**What is expected**
Copy out, word for word, the stretch of the entries below from the line containing "I would be grateful for your help identifying the brass" through the line containing "(449, 1051)". Give only those lines.

**Task input**
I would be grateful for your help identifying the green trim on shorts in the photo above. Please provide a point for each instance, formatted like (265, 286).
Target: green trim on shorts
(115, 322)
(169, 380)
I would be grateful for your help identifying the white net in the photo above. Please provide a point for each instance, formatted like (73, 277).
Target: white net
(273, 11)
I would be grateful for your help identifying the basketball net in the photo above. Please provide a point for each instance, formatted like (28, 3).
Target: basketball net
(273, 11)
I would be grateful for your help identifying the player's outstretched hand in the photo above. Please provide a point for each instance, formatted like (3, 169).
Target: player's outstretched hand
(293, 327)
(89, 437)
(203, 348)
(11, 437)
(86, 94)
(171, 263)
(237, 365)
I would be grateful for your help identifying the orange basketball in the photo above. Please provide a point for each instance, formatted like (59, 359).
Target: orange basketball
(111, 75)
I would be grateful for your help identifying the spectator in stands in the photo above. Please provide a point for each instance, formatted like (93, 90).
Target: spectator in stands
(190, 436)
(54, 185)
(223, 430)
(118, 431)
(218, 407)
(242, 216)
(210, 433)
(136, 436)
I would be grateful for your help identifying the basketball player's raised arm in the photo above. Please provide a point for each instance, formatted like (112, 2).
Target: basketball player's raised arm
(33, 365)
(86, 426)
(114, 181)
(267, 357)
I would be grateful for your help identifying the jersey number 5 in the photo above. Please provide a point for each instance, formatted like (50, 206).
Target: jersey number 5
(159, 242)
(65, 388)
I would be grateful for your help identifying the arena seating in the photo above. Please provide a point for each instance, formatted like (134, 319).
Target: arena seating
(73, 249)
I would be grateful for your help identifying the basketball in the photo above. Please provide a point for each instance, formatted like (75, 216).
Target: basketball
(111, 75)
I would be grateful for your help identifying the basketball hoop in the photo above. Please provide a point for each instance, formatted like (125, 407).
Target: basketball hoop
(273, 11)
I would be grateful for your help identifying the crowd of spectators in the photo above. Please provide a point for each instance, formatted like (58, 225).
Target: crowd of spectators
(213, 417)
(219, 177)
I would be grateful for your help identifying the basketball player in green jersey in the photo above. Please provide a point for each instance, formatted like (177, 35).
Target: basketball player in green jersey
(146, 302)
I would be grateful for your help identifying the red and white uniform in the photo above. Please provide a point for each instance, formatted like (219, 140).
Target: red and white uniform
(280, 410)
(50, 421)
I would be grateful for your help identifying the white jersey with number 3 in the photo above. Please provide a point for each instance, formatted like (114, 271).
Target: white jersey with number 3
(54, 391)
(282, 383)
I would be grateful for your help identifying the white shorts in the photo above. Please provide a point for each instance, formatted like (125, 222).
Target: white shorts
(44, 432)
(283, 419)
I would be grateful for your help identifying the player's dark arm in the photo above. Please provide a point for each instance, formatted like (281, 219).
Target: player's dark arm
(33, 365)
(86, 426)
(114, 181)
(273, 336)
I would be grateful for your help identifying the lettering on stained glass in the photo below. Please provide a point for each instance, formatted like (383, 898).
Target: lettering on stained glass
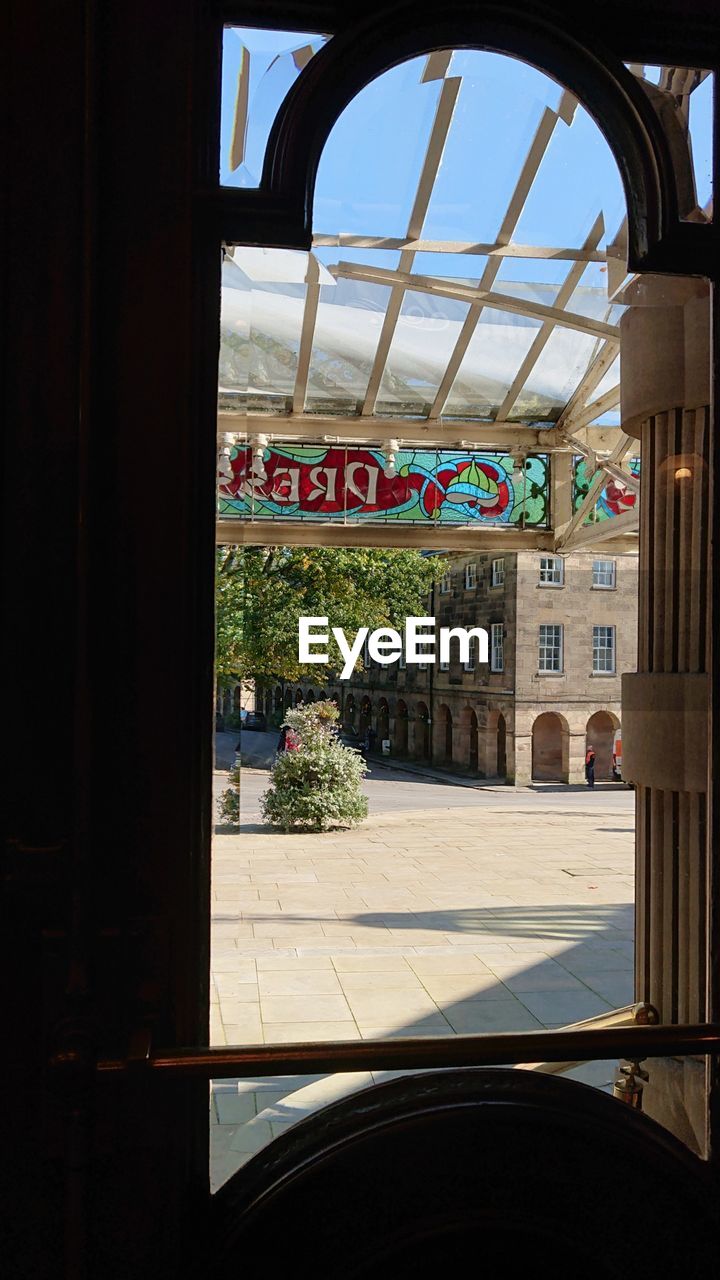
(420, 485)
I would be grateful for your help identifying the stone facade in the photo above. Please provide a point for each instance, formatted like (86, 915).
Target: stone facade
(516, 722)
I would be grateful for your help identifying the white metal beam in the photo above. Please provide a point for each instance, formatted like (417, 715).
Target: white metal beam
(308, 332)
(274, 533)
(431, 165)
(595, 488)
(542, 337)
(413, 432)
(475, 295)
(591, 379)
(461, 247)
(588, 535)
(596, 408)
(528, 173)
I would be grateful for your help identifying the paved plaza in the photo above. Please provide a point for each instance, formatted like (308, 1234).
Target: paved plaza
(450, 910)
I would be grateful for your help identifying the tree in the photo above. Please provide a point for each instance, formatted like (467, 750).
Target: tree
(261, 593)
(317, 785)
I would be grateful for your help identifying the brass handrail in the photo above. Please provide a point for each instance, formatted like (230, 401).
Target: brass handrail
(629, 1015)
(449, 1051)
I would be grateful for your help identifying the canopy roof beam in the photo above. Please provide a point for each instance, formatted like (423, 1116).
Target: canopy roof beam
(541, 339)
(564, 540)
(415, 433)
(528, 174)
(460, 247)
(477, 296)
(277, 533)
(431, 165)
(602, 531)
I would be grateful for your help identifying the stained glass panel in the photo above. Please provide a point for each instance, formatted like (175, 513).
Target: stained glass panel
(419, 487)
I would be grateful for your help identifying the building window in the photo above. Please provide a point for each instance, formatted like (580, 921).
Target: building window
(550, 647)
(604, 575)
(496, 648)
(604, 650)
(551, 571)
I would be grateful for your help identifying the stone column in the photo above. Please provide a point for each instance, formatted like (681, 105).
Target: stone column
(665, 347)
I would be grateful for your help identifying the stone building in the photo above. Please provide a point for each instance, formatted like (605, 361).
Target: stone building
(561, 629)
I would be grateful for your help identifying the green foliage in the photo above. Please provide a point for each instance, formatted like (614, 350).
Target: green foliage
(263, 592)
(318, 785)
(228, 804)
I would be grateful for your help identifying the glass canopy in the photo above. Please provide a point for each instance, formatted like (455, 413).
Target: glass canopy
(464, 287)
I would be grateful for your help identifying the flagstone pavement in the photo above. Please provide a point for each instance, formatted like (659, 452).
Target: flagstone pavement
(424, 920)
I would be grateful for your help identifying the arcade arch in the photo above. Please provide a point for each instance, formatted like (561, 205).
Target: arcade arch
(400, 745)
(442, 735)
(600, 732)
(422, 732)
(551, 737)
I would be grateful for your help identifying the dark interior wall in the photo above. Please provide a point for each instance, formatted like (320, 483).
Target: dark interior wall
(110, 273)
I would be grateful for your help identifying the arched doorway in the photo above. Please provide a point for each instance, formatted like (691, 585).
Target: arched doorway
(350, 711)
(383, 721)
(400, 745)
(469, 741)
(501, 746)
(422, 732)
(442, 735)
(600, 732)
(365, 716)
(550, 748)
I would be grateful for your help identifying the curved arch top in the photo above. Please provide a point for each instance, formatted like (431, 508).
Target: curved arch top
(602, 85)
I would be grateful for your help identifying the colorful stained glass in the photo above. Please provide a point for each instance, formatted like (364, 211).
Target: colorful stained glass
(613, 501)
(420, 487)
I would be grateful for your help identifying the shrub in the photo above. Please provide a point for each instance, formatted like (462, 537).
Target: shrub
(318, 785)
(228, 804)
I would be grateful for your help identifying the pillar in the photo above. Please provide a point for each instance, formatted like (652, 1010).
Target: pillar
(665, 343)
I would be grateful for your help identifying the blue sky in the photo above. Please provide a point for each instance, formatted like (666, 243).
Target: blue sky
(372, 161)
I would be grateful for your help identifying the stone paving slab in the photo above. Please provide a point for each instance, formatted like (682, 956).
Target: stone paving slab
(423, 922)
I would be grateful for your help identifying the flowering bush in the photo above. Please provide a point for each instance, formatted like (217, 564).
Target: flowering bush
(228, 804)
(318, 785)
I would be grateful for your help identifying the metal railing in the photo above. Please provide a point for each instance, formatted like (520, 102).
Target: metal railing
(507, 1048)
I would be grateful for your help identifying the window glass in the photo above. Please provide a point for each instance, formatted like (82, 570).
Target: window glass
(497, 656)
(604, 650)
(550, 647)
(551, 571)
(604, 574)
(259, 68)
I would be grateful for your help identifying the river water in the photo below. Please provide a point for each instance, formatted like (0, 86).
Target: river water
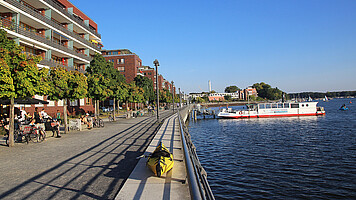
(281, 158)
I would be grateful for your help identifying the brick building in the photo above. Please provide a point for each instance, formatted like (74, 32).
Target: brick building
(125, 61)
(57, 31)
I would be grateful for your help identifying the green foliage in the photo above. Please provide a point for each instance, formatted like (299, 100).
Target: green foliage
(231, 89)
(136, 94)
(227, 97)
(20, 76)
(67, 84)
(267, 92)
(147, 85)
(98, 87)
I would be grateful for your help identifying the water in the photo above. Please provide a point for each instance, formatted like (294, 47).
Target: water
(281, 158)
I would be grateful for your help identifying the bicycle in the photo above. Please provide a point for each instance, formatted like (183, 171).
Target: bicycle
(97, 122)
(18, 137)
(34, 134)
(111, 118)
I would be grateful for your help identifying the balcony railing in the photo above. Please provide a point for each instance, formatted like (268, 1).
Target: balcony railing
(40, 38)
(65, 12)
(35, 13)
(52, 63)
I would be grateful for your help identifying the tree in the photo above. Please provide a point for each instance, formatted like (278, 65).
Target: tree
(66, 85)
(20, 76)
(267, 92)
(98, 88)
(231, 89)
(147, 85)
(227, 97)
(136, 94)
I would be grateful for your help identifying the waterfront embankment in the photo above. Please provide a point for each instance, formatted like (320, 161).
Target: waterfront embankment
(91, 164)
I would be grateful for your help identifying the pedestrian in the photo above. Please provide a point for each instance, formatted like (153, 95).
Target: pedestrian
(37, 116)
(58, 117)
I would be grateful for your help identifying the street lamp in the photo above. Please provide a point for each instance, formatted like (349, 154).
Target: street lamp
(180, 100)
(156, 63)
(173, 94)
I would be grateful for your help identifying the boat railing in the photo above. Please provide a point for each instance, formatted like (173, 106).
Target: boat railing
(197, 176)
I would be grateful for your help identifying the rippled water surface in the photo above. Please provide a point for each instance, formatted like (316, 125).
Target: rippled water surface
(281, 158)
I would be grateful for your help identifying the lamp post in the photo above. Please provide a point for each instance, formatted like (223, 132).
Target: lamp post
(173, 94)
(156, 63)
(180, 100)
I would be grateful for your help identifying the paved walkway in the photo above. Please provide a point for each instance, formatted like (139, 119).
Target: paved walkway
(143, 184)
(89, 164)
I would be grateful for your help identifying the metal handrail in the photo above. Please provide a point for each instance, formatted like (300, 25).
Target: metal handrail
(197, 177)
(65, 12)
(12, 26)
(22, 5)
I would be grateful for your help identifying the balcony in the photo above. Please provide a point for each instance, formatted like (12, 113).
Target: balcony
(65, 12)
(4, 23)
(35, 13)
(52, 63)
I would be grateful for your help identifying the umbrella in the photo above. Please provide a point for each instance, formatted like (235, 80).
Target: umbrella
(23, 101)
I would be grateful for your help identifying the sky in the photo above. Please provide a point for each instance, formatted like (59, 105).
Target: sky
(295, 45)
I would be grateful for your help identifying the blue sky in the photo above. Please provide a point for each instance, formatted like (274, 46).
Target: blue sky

**Task answer**
I would be grateful for your help identifying the brass handrail in the photo above. Please provide a point for each instance, formatted like (230, 401).
Target: brass handrail
(629, 1015)
(449, 1051)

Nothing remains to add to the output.